◆ Aim of the exercise: What lines in the following entries hold the word "flat"? Copy each one.
[Extracted records]
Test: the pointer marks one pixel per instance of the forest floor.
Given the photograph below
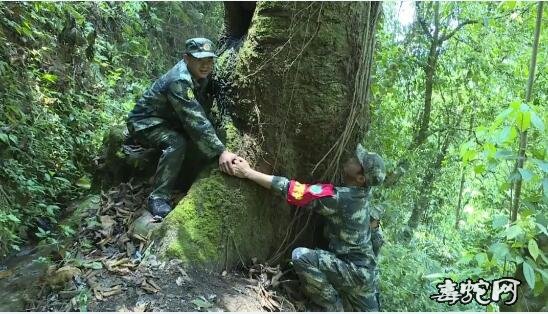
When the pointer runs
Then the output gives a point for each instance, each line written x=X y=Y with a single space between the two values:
x=110 y=267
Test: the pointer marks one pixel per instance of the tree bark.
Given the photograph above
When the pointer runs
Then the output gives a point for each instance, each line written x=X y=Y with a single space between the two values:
x=299 y=85
x=523 y=134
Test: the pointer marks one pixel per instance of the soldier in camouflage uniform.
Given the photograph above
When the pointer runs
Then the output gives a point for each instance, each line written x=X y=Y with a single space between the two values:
x=377 y=241
x=171 y=113
x=343 y=278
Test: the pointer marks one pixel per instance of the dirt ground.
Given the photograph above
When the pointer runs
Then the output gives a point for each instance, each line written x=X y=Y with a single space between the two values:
x=110 y=267
x=166 y=287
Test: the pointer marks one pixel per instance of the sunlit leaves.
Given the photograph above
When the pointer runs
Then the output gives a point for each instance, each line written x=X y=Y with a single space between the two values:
x=500 y=221
x=533 y=248
x=513 y=232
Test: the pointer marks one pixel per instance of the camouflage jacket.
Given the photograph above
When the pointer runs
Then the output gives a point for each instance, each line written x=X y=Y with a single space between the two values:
x=377 y=240
x=347 y=228
x=176 y=100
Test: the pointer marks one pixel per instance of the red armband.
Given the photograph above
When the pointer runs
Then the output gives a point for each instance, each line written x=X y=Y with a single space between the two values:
x=300 y=194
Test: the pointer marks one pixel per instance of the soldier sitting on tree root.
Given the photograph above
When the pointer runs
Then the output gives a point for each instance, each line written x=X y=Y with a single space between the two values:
x=170 y=114
x=342 y=278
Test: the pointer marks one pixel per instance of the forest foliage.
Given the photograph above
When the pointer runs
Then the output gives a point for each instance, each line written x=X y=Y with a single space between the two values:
x=69 y=72
x=448 y=107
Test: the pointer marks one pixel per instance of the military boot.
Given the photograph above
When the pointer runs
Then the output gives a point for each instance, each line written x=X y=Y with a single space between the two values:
x=158 y=207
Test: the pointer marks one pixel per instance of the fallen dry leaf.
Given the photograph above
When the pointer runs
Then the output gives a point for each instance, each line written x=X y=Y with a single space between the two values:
x=140 y=307
x=107 y=224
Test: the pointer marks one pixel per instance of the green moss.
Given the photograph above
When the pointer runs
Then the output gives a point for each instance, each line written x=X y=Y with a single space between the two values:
x=221 y=221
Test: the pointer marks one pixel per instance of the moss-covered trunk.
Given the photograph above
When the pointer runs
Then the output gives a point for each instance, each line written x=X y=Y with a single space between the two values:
x=301 y=80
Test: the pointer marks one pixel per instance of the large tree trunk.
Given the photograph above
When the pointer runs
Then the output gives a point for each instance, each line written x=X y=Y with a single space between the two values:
x=300 y=92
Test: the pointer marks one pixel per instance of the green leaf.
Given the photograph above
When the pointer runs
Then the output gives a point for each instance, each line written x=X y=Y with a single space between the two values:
x=504 y=135
x=13 y=139
x=537 y=122
x=13 y=218
x=523 y=120
x=545 y=187
x=499 y=250
x=543 y=273
x=533 y=249
x=84 y=183
x=513 y=232
x=542 y=228
x=479 y=169
x=529 y=274
x=500 y=221
x=62 y=179
x=515 y=105
x=505 y=154
x=541 y=164
x=434 y=276
x=4 y=138
x=526 y=175
x=482 y=258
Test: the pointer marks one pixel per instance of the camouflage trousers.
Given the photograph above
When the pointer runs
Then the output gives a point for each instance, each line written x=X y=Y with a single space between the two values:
x=173 y=146
x=334 y=284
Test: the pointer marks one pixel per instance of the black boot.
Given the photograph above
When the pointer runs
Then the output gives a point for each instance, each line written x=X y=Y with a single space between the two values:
x=158 y=207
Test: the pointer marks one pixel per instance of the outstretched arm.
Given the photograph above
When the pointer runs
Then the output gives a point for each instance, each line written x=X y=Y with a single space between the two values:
x=243 y=170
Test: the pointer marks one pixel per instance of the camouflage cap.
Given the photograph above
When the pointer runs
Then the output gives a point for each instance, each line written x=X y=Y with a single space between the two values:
x=376 y=212
x=373 y=166
x=200 y=48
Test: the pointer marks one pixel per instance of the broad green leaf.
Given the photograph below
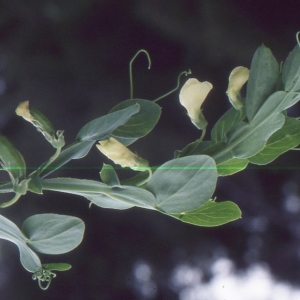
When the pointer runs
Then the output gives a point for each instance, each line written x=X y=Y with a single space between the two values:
x=12 y=159
x=127 y=196
x=57 y=267
x=263 y=79
x=232 y=166
x=109 y=176
x=136 y=180
x=183 y=184
x=212 y=214
x=29 y=260
x=104 y=201
x=193 y=148
x=248 y=139
x=53 y=233
x=291 y=71
x=281 y=141
x=224 y=124
x=9 y=231
x=6 y=187
x=100 y=128
x=74 y=151
x=139 y=124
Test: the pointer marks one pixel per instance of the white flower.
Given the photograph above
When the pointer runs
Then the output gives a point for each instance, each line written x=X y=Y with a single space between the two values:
x=237 y=78
x=23 y=111
x=120 y=154
x=192 y=95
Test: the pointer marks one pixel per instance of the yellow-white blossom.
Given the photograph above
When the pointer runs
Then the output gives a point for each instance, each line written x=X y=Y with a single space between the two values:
x=121 y=155
x=23 y=111
x=192 y=95
x=237 y=78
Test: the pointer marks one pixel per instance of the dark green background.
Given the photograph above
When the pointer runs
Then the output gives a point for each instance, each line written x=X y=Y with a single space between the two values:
x=70 y=59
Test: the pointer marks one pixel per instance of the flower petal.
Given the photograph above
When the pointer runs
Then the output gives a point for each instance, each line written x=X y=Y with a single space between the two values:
x=192 y=95
x=237 y=78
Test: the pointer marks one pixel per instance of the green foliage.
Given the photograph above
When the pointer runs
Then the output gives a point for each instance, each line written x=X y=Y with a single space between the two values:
x=211 y=214
x=52 y=233
x=183 y=184
x=181 y=188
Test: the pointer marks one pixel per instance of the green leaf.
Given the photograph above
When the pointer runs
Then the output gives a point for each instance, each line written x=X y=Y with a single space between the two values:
x=225 y=123
x=138 y=125
x=104 y=201
x=12 y=160
x=183 y=184
x=124 y=196
x=109 y=176
x=193 y=148
x=57 y=267
x=248 y=139
x=281 y=141
x=232 y=166
x=263 y=79
x=74 y=151
x=100 y=128
x=9 y=231
x=136 y=180
x=53 y=233
x=212 y=214
x=291 y=71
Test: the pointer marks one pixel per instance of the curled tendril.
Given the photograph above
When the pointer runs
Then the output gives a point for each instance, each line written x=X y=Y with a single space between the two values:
x=177 y=86
x=130 y=68
x=43 y=276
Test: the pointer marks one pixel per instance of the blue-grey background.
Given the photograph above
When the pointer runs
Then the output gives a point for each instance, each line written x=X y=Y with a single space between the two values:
x=70 y=59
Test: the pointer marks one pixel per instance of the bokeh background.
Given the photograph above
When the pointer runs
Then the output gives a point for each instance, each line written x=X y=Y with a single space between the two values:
x=70 y=59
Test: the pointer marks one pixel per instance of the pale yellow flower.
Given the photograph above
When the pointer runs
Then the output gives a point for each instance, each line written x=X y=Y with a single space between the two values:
x=120 y=154
x=237 y=78
x=192 y=95
x=23 y=111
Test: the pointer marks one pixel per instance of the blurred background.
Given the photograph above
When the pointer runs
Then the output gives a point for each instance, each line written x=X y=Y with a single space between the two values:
x=70 y=59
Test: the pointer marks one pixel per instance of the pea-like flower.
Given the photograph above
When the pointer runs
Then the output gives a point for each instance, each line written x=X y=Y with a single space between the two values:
x=121 y=155
x=237 y=78
x=191 y=96
x=23 y=111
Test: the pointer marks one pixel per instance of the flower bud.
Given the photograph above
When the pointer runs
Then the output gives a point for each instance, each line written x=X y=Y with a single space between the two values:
x=41 y=123
x=237 y=78
x=121 y=155
x=191 y=96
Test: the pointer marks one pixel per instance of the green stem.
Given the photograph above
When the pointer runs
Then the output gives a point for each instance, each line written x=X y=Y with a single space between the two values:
x=11 y=202
x=148 y=178
x=48 y=162
x=130 y=68
x=177 y=86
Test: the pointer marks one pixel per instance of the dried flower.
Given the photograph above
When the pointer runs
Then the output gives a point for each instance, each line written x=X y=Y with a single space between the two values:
x=237 y=78
x=121 y=155
x=191 y=96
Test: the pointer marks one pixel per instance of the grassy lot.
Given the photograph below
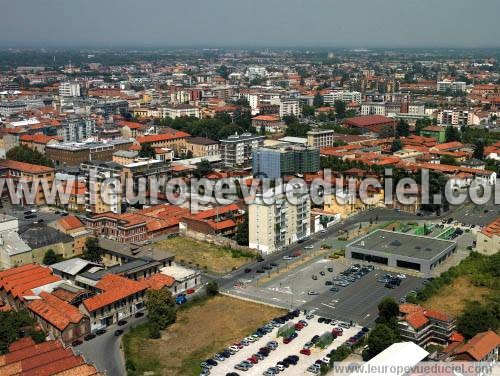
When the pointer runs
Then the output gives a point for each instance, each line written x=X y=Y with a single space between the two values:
x=214 y=258
x=454 y=297
x=201 y=330
x=476 y=278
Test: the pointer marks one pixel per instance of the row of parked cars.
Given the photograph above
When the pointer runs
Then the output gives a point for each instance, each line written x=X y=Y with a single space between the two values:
x=261 y=354
x=315 y=368
x=392 y=281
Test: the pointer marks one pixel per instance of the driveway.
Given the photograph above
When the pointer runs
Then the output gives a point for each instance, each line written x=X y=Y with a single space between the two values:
x=104 y=350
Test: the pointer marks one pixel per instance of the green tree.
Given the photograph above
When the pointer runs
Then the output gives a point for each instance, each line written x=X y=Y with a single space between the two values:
x=147 y=151
x=388 y=311
x=380 y=338
x=223 y=72
x=452 y=134
x=14 y=325
x=297 y=130
x=92 y=251
x=242 y=232
x=479 y=149
x=202 y=168
x=307 y=110
x=51 y=257
x=403 y=128
x=449 y=160
x=27 y=155
x=212 y=288
x=397 y=145
x=478 y=318
x=161 y=307
x=340 y=108
x=318 y=100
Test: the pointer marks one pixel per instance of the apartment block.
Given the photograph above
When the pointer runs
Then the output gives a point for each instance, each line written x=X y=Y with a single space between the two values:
x=236 y=150
x=275 y=222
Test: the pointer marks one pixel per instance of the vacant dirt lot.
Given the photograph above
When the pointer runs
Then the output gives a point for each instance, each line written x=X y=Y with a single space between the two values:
x=200 y=331
x=204 y=255
x=453 y=298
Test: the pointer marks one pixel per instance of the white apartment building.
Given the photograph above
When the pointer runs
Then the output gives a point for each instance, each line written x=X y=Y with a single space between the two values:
x=69 y=89
x=320 y=138
x=454 y=86
x=374 y=108
x=288 y=106
x=180 y=110
x=76 y=129
x=457 y=117
x=256 y=72
x=275 y=223
x=236 y=150
x=416 y=109
x=341 y=95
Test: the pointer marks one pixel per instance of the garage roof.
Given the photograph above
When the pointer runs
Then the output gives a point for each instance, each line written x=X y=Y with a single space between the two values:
x=397 y=243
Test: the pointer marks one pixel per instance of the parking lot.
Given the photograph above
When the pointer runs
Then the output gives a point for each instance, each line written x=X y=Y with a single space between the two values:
x=357 y=302
x=284 y=350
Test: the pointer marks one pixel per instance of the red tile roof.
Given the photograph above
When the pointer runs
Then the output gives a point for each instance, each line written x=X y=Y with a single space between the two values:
x=70 y=222
x=416 y=319
x=20 y=281
x=114 y=289
x=44 y=359
x=374 y=123
x=25 y=167
x=38 y=138
x=21 y=344
x=492 y=229
x=162 y=137
x=159 y=281
x=480 y=345
x=55 y=311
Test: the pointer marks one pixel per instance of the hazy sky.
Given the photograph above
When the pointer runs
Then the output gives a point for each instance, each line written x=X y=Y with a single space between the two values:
x=353 y=23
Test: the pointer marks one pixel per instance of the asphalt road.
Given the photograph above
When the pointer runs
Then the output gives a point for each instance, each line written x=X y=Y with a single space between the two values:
x=227 y=281
x=104 y=350
x=358 y=301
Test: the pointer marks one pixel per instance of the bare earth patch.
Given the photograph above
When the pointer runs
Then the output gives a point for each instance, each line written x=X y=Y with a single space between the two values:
x=453 y=298
x=200 y=331
x=203 y=255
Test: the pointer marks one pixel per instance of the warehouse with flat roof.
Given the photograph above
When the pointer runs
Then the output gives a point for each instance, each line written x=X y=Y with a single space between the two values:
x=396 y=249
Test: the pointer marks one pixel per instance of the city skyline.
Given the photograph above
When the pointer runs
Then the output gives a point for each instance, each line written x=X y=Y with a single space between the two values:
x=273 y=24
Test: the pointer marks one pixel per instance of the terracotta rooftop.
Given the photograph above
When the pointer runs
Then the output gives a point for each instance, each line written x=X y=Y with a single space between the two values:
x=55 y=311
x=114 y=288
x=159 y=281
x=25 y=167
x=162 y=137
x=70 y=222
x=480 y=345
x=492 y=229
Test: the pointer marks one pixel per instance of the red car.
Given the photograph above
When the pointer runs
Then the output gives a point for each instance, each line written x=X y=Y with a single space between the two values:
x=337 y=331
x=305 y=351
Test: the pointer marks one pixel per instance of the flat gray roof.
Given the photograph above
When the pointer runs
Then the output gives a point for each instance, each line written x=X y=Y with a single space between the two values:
x=398 y=243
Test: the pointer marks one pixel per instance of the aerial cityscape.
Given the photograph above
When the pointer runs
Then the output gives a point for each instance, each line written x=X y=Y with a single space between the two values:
x=229 y=188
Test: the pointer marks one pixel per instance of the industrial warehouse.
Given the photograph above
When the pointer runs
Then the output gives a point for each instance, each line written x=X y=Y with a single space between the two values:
x=396 y=249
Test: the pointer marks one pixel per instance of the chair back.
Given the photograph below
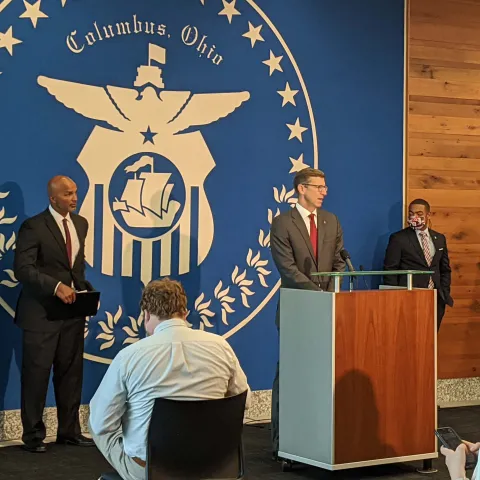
[/Extracted records]
◆ Answer below:
Test: the pointer marks one pixel per instance of the warehouse with flat roof.
Test: the pointer marks one pixel per instance of the flat gray roof.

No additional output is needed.